Exercise brief → Put every line of the rows below into a Markdown table with the columns Line No. and Text, numbering each line in order and skipping blank lines.

Data listing →
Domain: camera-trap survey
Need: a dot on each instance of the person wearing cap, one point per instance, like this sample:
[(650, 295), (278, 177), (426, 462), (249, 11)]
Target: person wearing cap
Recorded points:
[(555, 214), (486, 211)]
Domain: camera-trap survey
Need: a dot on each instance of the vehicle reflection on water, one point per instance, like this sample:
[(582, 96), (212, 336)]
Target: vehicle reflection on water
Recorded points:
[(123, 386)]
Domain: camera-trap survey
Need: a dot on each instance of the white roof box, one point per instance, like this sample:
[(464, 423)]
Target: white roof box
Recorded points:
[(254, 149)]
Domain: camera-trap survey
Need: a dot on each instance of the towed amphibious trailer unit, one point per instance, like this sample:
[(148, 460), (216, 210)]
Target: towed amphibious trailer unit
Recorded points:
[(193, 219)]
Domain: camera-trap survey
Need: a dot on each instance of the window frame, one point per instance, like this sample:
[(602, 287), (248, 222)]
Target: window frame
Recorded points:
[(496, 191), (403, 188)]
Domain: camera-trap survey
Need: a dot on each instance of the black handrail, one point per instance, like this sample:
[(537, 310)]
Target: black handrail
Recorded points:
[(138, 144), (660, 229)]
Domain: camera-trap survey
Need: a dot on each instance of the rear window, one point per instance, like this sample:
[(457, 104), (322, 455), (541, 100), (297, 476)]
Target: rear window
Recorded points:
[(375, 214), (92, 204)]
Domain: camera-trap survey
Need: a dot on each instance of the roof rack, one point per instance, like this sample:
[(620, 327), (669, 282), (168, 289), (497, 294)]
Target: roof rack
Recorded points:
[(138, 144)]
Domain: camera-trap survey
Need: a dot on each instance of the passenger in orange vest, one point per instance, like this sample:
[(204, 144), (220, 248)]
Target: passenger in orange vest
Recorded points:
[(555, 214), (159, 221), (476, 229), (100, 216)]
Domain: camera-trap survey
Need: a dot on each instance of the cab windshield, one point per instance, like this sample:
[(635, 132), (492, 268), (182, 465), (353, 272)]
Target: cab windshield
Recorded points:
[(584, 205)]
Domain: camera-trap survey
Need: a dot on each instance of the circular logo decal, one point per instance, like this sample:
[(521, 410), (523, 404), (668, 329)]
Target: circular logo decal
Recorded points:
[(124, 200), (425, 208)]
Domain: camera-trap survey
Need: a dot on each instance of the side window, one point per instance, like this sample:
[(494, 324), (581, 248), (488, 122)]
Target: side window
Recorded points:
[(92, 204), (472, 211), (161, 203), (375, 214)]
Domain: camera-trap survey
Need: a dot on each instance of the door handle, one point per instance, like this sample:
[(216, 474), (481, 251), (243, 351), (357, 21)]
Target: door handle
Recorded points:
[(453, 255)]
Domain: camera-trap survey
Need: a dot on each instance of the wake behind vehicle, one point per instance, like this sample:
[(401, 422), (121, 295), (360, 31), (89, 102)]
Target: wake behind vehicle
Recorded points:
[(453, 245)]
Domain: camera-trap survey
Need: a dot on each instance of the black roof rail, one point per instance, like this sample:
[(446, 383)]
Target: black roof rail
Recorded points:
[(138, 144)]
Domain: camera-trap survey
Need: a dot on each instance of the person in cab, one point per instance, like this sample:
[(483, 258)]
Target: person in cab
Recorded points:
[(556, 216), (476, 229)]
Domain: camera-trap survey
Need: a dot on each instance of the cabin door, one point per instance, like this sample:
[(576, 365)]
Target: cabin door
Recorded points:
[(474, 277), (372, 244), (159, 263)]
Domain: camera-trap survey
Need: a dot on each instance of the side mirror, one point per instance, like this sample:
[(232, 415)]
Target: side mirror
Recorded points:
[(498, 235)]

Problem solution →
| Line No. | Text |
|---|---|
| 1 | Domain: camera-trap survey |
| 2 | Need: a dot on each instance of the person wearing cap, one point per instance, like this sample: |
| 3 | [(650, 295), (278, 177), (426, 462), (249, 11)] |
| 4 | Target: person wearing cap |
| 5 | Recorded points: |
| 6 | [(555, 214), (486, 211)] |
| 7 | Domain: camera-trap survey |
| 8 | Need: a dot on each instance of the vehicle reflection on water, one point per instance, like this sample: |
| 9 | [(582, 96), (212, 336)] |
| 10 | Target: vehicle reflection on water |
| 11 | Recorded points: |
| 12 | [(123, 386)] |
| 13 | Domain: camera-trap survey |
| 14 | Need: a dot on each instance of the white roof box, one point per instance, like this sample: |
| 15 | [(464, 423)] |
| 16 | Target: white roof box |
| 17 | Recorded points: |
| 18 | [(254, 149)] |
| 19 | Domain: camera-trap survey |
| 20 | Need: a dot on each instance of the towed amphibious trailer unit, one point per instance, like this sample: |
| 21 | [(148, 460), (216, 210)] |
| 22 | Target: towed amphibious trailer unit |
| 23 | Recorded points: |
| 24 | [(193, 219)] |
| 25 | Domain: camera-trap survey |
| 26 | Need: a dot on each instance of the window frame, one point per instance, like this sample: |
| 27 | [(602, 287), (248, 222)] |
| 28 | Target: window frame |
| 29 | Recorded points: |
| 30 | [(496, 191), (403, 188)] |
| 31 | Domain: camera-trap survey |
| 32 | Need: a dot on each instance of the black handrail, one point per instance, like this sample: |
| 33 | [(537, 310)] |
| 34 | Target: black handrail |
| 35 | Recorded points: |
| 36 | [(138, 144), (660, 229)] |
| 37 | Domain: camera-trap survey |
| 38 | Need: a dot on each instance of the rear window, one point per instance, like this sample: |
| 39 | [(457, 104), (322, 455), (541, 100), (297, 476)] |
| 40 | Target: rear window |
| 41 | Recorded points: |
| 42 | [(375, 214), (92, 204)] |
| 43 | Domain: camera-trap survey |
| 44 | Need: a dot on each instance of the roof rack, one point per instance, like this sample: |
| 45 | [(620, 327), (669, 282), (168, 289), (497, 294)] |
| 46 | Target: roof rack |
| 47 | Recorded points: |
| 48 | [(138, 144)] |
| 49 | Domain: camera-trap survey |
| 50 | Need: a dot on each instance of the passenger in orange vest, one point per instance, like this sample: |
| 51 | [(204, 144), (220, 248)] |
| 52 | Target: passenger in orange vest |
| 53 | Recorded points: |
| 54 | [(555, 214), (159, 221), (476, 229), (100, 216)] |
| 55 | Domain: camera-trap survey |
| 56 | Need: a dot on each instance of the cab windshield, one point per instance, like this sample: |
| 57 | [(635, 132), (492, 268), (182, 465), (353, 272)] |
| 58 | Target: cab windshield |
| 59 | Recorded points: |
| 60 | [(584, 205)] |
| 61 | Domain: camera-trap survey |
| 62 | Need: a dot on each instance of the circular logo decal, one point per instance, like this sample: |
| 63 | [(521, 410), (523, 404), (668, 329)] |
| 64 | Target: circular logo decal |
| 65 | Recorded points: |
| 66 | [(124, 200), (425, 208)] |
| 67 | Domain: camera-trap survey |
| 68 | Need: a dot on each instance of the side window, one point per instance, like this sample: |
| 69 | [(494, 324), (581, 248), (488, 122)] |
| 70 | Target: side window |
| 71 | Recorded points: |
| 72 | [(92, 204), (472, 211), (161, 203), (375, 214)] |
| 73 | Domain: camera-trap survey |
| 74 | Need: a dot on each instance of the door handle, one point per instance, like this sample: |
| 75 | [(216, 474), (481, 251), (243, 351), (357, 21)] |
| 76 | Target: door handle |
| 77 | Recorded points: |
| 78 | [(453, 255)] |
| 79 | Domain: camera-trap survey |
| 80 | Need: a dot on each instance of the wake behind vehicle, one point per instance, like this sample: |
| 81 | [(401, 422), (121, 295), (360, 31), (89, 102)] |
| 82 | Target: wake behind vehicle |
| 83 | Recorded points: |
| 84 | [(453, 245)] |
| 85 | Domain: camera-trap survey |
| 86 | Need: a dot on each instance of the black roof rail, one point per instance, like this sample: |
| 87 | [(446, 383)] |
| 88 | Target: black roof rail |
| 89 | Recorded points: |
| 90 | [(138, 144)] |
| 91 | Domain: camera-trap survey |
| 92 | Need: a dot on each instance of the person in cab, one point per instance, like this sample: |
| 93 | [(483, 258)] |
| 94 | Target: person in cab |
| 95 | Recorded points: |
| 96 | [(556, 216), (476, 229)] |
| 97 | Domain: camera-trap survey |
| 98 | Need: a dot on each instance of the cabin door, one point per instance, like this sample: |
| 99 | [(576, 365)] |
| 100 | Target: cabin door |
| 101 | Recorded points: |
| 102 | [(474, 277), (372, 244), (159, 263)] |
| 103 | Domain: camera-trap survey |
| 104 | Need: a dot on each instance of the side mirror, one point per instance, like this sample: |
| 105 | [(232, 415)] |
| 106 | Target: side mirror |
| 107 | Recorded points: |
| 108 | [(498, 235)] |